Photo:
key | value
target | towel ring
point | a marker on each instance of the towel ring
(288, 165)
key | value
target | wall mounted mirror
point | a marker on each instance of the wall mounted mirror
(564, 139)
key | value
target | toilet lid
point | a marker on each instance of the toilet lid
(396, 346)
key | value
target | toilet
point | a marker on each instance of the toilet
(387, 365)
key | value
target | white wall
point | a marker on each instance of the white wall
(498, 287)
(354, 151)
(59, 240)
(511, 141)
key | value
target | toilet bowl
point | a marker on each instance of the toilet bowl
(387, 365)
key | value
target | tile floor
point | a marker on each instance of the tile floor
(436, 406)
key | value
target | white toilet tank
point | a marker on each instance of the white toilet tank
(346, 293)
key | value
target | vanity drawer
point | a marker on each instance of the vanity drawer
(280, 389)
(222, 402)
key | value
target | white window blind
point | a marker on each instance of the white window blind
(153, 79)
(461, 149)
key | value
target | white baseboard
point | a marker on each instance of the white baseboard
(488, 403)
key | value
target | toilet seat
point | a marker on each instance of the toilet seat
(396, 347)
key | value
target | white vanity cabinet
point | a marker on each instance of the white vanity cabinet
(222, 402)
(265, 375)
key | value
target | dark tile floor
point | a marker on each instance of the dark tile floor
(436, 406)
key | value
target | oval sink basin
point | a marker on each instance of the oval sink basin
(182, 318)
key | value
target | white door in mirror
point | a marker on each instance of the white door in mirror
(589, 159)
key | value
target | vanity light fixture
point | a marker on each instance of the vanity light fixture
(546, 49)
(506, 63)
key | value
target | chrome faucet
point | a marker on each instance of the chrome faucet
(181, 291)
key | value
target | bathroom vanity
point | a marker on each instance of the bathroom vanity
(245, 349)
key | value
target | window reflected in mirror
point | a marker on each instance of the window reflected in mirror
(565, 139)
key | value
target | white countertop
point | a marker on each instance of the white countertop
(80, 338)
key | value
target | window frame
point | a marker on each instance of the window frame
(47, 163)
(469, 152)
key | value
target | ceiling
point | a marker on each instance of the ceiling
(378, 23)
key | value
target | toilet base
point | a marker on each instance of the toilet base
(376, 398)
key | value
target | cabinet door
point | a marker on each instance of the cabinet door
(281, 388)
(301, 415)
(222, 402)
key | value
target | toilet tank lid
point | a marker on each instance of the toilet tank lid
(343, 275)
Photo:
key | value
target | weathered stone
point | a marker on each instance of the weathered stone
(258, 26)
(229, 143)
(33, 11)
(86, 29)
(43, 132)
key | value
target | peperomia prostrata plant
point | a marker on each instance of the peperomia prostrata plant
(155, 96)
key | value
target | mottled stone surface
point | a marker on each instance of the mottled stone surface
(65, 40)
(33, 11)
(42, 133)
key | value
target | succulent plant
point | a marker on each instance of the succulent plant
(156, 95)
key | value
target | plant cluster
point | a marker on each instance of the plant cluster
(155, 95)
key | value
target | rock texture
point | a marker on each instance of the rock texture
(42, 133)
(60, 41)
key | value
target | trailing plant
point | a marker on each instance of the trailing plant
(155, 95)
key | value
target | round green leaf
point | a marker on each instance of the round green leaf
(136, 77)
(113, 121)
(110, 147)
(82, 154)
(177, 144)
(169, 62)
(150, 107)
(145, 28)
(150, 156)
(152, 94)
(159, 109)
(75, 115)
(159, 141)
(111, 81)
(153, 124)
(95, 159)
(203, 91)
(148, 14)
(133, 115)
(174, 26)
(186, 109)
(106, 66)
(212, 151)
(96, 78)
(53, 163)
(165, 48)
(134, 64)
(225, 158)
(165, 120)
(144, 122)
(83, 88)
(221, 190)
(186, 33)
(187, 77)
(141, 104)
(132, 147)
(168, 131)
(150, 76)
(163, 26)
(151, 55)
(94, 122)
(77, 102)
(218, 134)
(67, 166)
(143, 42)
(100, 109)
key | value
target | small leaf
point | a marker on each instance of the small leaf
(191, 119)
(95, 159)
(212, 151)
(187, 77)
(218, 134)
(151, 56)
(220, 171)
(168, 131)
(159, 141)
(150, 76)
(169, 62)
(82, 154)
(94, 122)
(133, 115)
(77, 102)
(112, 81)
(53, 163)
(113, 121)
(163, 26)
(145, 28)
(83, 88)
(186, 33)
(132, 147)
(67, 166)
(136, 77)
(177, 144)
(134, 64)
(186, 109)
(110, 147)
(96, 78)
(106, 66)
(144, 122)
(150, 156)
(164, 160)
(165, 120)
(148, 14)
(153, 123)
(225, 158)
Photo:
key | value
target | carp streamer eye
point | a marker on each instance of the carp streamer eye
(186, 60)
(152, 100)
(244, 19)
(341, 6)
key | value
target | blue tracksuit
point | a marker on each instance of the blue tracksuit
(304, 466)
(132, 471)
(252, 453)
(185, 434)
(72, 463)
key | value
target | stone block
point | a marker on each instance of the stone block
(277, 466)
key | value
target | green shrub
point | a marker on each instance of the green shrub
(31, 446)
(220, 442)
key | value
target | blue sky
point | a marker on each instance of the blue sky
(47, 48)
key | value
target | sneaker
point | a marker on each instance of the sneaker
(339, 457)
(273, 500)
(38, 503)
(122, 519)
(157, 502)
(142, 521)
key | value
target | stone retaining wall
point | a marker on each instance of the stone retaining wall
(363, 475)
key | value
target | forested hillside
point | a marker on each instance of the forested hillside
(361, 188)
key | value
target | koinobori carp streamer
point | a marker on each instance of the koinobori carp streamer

== Requirement ==
Repeat the data above, word for word.

== Task response ==
Photo:
key | value
target | towel ring
point | a marker on each instance of the towel ring
(288, 165)
key | value
target | wall mounted mirror
point | a marker on each instance of the wall mounted mirror
(564, 139)
key | value
target | toilet lid
point | a marker on each instance of the toilet lid
(396, 346)
key | value
target | toilet
point | a marker on each instance of the toilet
(387, 365)
key | value
target | white wall
point | a marker on each instance of the white wall
(498, 287)
(354, 151)
(59, 240)
(511, 141)
key | value
target | toilet bowl
point | a marker on each instance of the toilet bowl
(387, 365)
key | value
target | tile floor
point | a marker on each instance of the tile floor
(436, 406)
key | value
target | white toilet tank
point | a marker on each instance of the white toilet tank
(346, 293)
key | value
target | vanity drawer
point | a marker on each instance of the vanity drawer
(280, 389)
(222, 402)
key | value
target | white window blind
point | a marker on each instance of the white window blind
(153, 79)
(461, 149)
key | value
target | white baseboard
point | a marker on each instance of the white baseboard
(488, 403)
key | value
target | toilet seat
point | a marker on each instance of the toilet seat
(396, 347)
key | value
target | white vanity cabinet
point | a marker on each instance of the white vanity cabinet
(222, 402)
(265, 375)
key | value
target | dark tile floor
point | a marker on each instance of the dark tile floor
(436, 406)
key | value
target | oval sink basin
point | a marker on each instance of the oval sink basin
(182, 318)
key | value
target | white door in mirror
point | a marker on each instance of the white door in mirror
(589, 159)
key | value
target | vanity light fixture
point | a marker on each instance of the vanity light fixture
(546, 49)
(506, 63)
key | value
target | chrome faucet
point | a marker on each instance of the chrome faucet
(181, 291)
key | value
target | bathroom vanity
point | a marker on each instance of the bathroom vanity
(245, 349)
key | value
target | window reflected in mirror
point | a marker on each instance of the window reflected in mirror
(565, 139)
key | value
target | white countertop
point | a marker on each instance of the white countertop
(80, 338)
key | value
target | window frame
point | a marker on each instance of the window frame
(47, 163)
(469, 152)
key | value
target | ceiling
point | a marker on each instance of the ceiling
(378, 23)
key | value
target | toilet base
point | a marker on each instance of the toilet base
(376, 398)
key | value
target | cabinet door
point | a marker on each instance of the cabinet door
(281, 388)
(301, 415)
(222, 402)
key | value
target | toilet tank lid
point | a marker on each instance of the toilet tank lid
(343, 275)
Photo:
key | value
target | weathered stone
point | a marker on each instance of the weathered stone
(258, 26)
(229, 143)
(33, 11)
(86, 29)
(43, 132)
key | value
target | peperomia prostrata plant
point | a marker on each instance of the peperomia prostrata plant
(155, 96)
key | value
target | mottled stone surface
point | a marker on each instance of the mottled stone surface
(65, 40)
(33, 11)
(42, 133)
key | value
target | succulent plant
point | a marker on each instance of the succulent plant
(156, 95)
key | value
target | plant cluster
point | a marker on each instance of the plant cluster
(155, 95)
key | value
target | rock texture
point | a marker on each instance of the rock texture
(42, 133)
(60, 41)
key | value
target | trailing plant
point | a marker on each instance of the trailing plant
(155, 95)
key | value
target | round green leaf
point | a marker on each instance of the round green leaf
(136, 77)
(113, 121)
(110, 147)
(82, 154)
(177, 144)
(169, 62)
(150, 107)
(145, 28)
(150, 156)
(152, 94)
(159, 109)
(75, 115)
(159, 141)
(111, 81)
(153, 124)
(95, 159)
(203, 91)
(148, 14)
(133, 115)
(174, 26)
(186, 109)
(106, 66)
(212, 151)
(96, 78)
(53, 163)
(165, 48)
(134, 64)
(225, 158)
(165, 120)
(144, 122)
(83, 88)
(221, 190)
(186, 33)
(187, 77)
(141, 104)
(132, 147)
(168, 131)
(150, 76)
(163, 26)
(151, 55)
(94, 122)
(77, 102)
(218, 134)
(67, 166)
(143, 42)
(100, 109)
key | value
target | small leaf
point | a marker on each instance of the small leaf
(191, 119)
(95, 159)
(212, 151)
(187, 77)
(218, 134)
(151, 56)
(220, 171)
(168, 131)
(159, 141)
(150, 76)
(169, 62)
(82, 154)
(94, 122)
(133, 115)
(77, 102)
(112, 81)
(53, 163)
(113, 121)
(163, 26)
(145, 28)
(83, 88)
(186, 33)
(132, 147)
(67, 166)
(136, 77)
(177, 144)
(134, 64)
(186, 109)
(110, 147)
(96, 78)
(106, 66)
(144, 122)
(150, 156)
(164, 160)
(165, 120)
(148, 14)
(153, 123)
(225, 158)
Photo:
key | value
target | carp streamer eye
point | a marker on each instance of the carp streamer eye
(186, 60)
(152, 100)
(244, 19)
(341, 6)
key | value
target | blue tracksuit
point | a marker on each instance of the blue tracksuit
(304, 466)
(132, 471)
(252, 453)
(185, 434)
(72, 463)
key | value
target | stone block
point | a marker on each instance of the stone block
(277, 466)
key | value
target | green shrub
point | a marker on each instance of the green shrub
(31, 446)
(220, 442)
key | value
target | blue sky
point | a marker on each instance of the blue sky
(47, 48)
key | value
target | sneaker
point | a marker on each instance of the sneaker
(339, 457)
(273, 500)
(38, 503)
(122, 519)
(157, 502)
(142, 521)
key | value
target | stone retaining wall
point | a marker on each instance of the stone retaining wall
(363, 475)
key | value
target | forested hillside
point | a marker on each instance of the forested hillside
(361, 188)
key | value
target | koinobori carp streamer
point | a marker on each instance of the koinobori carp streamer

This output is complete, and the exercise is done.